• [SOURCE DATA]:
+ + + + +
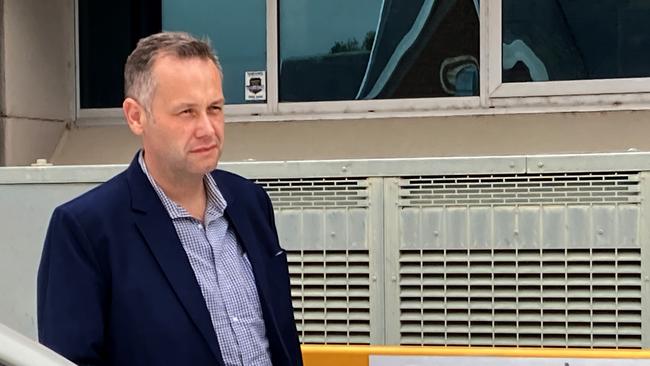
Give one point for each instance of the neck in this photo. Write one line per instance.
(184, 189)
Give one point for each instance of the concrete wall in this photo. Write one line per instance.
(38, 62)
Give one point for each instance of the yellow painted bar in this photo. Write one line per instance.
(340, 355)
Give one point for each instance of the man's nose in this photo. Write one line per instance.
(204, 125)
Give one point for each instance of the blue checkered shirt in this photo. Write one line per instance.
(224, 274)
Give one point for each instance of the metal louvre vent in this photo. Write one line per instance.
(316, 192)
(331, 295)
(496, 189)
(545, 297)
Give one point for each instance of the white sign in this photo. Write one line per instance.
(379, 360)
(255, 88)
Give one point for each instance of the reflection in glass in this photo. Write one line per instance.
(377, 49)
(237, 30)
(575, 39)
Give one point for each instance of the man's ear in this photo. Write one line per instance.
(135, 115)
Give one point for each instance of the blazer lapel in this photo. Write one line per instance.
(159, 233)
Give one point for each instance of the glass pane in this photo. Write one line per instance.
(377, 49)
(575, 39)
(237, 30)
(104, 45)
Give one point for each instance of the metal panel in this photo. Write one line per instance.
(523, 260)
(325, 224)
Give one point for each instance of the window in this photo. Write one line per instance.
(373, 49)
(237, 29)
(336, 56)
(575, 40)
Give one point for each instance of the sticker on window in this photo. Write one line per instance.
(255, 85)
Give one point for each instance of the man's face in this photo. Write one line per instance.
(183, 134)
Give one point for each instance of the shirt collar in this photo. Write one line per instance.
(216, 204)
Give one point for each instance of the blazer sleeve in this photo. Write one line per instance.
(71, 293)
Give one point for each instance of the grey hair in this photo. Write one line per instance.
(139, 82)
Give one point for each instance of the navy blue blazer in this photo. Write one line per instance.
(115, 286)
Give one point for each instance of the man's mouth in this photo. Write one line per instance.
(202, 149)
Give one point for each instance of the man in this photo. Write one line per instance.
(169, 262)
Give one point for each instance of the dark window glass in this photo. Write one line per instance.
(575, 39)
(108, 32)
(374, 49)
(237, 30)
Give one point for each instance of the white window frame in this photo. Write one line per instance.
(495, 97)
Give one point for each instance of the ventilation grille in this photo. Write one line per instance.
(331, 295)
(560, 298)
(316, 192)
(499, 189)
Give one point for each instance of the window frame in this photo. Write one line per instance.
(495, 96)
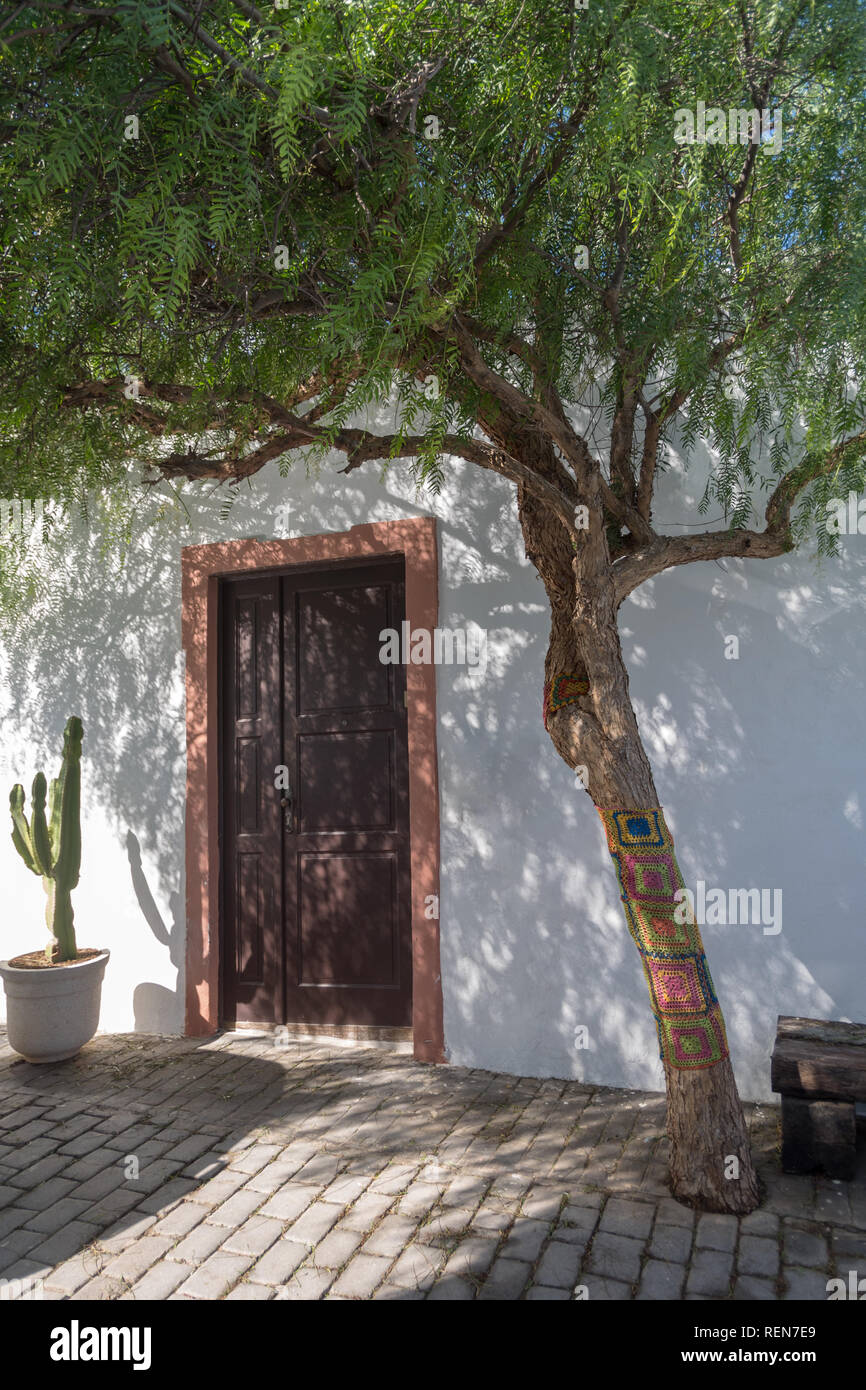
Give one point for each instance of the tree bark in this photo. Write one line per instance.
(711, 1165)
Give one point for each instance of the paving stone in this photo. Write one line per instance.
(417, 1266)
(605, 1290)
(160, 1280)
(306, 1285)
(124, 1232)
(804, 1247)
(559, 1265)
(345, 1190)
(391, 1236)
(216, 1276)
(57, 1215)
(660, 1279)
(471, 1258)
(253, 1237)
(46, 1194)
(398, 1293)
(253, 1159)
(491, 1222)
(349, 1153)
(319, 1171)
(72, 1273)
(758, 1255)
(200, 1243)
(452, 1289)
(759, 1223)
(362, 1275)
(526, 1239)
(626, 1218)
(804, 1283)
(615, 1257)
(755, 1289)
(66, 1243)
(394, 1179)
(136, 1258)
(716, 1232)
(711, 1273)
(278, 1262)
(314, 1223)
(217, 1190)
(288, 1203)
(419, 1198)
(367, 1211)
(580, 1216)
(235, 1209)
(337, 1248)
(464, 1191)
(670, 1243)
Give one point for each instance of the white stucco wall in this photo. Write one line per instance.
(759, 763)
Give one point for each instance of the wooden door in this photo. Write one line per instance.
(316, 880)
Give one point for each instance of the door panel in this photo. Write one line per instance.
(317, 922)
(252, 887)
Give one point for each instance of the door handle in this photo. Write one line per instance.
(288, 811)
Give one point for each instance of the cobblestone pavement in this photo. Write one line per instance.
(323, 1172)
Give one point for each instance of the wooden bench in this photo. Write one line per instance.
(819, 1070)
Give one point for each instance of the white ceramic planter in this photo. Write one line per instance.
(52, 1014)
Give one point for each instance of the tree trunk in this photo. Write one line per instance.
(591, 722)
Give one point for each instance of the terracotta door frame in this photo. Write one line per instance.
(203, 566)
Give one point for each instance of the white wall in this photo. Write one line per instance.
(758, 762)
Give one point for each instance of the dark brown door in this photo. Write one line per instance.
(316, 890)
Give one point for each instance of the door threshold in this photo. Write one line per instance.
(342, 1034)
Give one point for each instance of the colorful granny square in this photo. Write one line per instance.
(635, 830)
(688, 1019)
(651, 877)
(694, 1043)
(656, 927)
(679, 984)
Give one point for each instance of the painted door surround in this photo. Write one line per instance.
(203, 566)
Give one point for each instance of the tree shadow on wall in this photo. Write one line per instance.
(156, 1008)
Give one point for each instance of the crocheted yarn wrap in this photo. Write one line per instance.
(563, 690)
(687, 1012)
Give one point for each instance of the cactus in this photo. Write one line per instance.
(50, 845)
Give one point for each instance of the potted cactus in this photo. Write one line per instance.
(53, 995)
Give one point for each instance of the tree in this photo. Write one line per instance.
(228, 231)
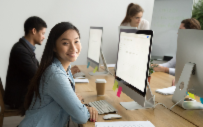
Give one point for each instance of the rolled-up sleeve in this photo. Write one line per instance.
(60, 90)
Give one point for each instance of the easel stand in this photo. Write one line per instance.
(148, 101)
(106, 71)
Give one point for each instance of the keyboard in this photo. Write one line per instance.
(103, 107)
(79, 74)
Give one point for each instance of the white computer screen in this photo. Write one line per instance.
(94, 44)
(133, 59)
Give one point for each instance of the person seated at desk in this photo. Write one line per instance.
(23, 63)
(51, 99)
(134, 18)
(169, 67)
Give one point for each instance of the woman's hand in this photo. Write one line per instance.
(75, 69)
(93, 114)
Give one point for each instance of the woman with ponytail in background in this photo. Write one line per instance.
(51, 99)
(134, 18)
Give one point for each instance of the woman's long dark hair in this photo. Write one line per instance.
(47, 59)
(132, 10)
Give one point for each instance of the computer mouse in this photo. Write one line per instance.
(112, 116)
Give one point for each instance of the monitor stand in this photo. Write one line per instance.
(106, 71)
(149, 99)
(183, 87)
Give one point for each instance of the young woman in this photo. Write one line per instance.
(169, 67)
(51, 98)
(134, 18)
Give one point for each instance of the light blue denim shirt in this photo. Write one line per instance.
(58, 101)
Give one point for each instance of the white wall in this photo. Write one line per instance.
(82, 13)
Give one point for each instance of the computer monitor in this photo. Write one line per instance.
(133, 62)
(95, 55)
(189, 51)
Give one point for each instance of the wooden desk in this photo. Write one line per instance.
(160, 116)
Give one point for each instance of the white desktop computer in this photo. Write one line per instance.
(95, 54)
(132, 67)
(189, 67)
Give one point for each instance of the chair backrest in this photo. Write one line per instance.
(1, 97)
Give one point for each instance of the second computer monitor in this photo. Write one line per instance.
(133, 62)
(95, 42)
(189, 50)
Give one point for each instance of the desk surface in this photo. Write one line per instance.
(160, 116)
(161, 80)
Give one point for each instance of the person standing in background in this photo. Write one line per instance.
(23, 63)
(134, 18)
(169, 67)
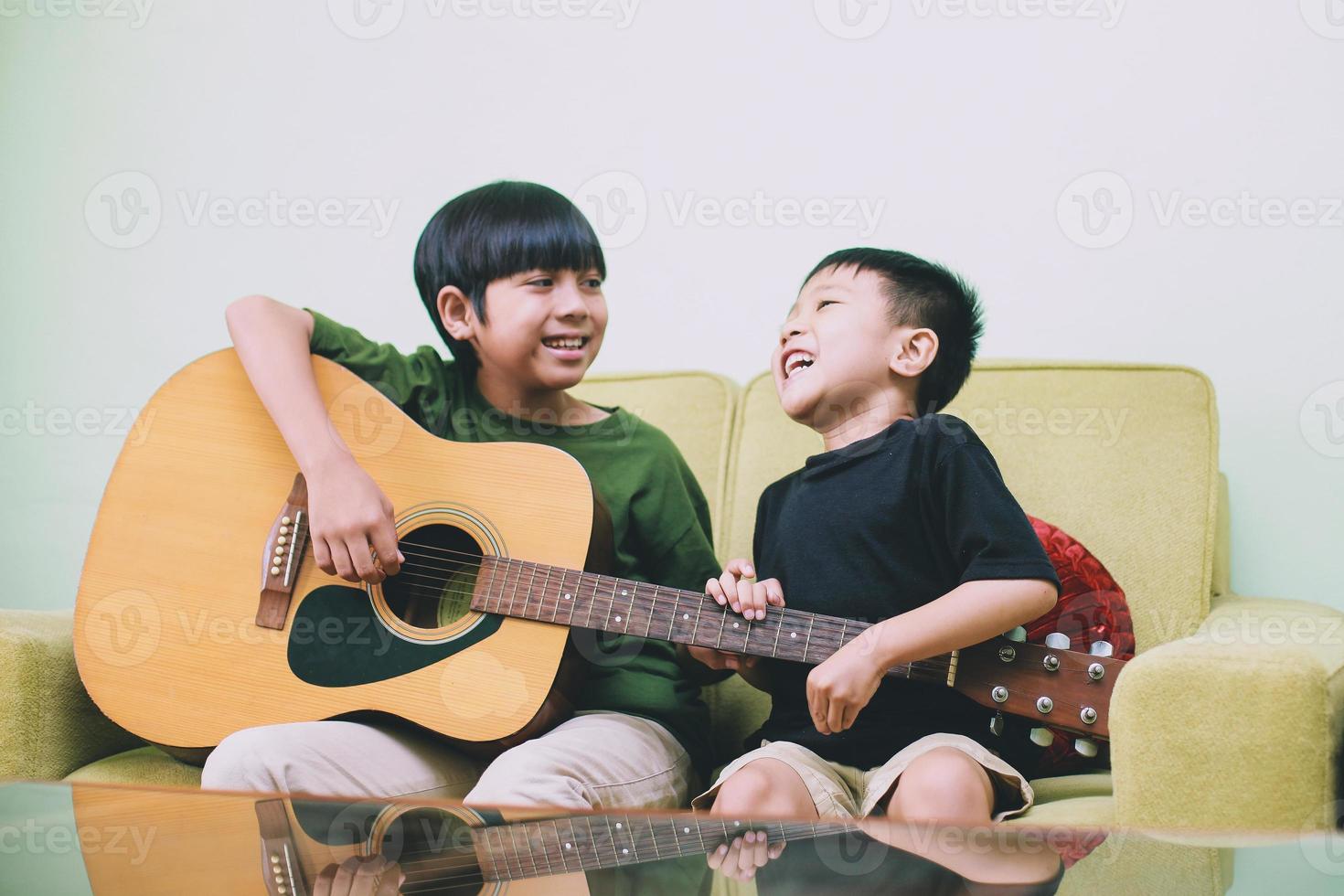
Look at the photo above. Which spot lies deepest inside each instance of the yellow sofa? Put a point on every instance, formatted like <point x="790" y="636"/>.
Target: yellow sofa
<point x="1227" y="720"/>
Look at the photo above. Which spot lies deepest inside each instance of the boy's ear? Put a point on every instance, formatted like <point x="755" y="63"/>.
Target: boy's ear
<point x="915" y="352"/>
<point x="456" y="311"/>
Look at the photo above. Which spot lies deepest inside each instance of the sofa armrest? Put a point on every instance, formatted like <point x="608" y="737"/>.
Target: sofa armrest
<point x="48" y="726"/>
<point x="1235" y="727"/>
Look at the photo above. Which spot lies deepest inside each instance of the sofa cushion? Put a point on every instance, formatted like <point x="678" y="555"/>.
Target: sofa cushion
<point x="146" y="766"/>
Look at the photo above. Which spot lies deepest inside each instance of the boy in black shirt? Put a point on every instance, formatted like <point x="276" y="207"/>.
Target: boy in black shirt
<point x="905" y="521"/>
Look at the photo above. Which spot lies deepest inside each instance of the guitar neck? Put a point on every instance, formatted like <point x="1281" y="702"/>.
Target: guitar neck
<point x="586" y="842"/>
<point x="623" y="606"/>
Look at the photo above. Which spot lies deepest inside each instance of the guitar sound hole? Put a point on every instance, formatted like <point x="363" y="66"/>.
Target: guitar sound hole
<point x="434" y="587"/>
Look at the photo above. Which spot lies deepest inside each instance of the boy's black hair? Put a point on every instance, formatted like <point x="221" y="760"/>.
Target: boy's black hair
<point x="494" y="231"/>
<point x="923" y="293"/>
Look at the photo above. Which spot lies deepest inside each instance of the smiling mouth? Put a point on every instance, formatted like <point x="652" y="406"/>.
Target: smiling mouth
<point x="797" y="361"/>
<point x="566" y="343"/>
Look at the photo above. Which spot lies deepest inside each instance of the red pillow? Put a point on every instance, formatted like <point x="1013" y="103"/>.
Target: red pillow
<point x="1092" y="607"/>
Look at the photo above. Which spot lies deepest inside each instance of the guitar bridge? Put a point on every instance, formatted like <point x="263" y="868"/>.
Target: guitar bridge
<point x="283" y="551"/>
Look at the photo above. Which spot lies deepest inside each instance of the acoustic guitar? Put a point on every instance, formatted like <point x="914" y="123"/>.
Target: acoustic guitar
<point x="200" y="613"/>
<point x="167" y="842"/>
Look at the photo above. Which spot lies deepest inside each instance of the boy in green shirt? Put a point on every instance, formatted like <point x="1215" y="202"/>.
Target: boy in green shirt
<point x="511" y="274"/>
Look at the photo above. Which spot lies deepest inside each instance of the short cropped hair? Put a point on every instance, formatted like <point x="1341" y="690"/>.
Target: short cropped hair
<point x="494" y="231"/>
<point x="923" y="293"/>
+ + + + +
• [ASSIGNMENT]:
Set down, exactly and without anything extra, every line from the one that contains "Target: acoustic guitar" through the final line of the material.

• [RESULT FOR THIS TASK]:
Target: acoustic guitar
<point x="200" y="613"/>
<point x="167" y="842"/>
Look at the photo above. Which spot lies deepest inside each instance of the boy in green shirt? Put a point on every instance, formatted like <point x="1215" y="202"/>.
Target: boy in green shirt
<point x="511" y="274"/>
Look at the photo above. Which spot lies deepest inside each instance of the short cropped hair? Put a point on every instance, formatted like <point x="1341" y="690"/>.
Target: short cropped hair
<point x="494" y="231"/>
<point x="923" y="293"/>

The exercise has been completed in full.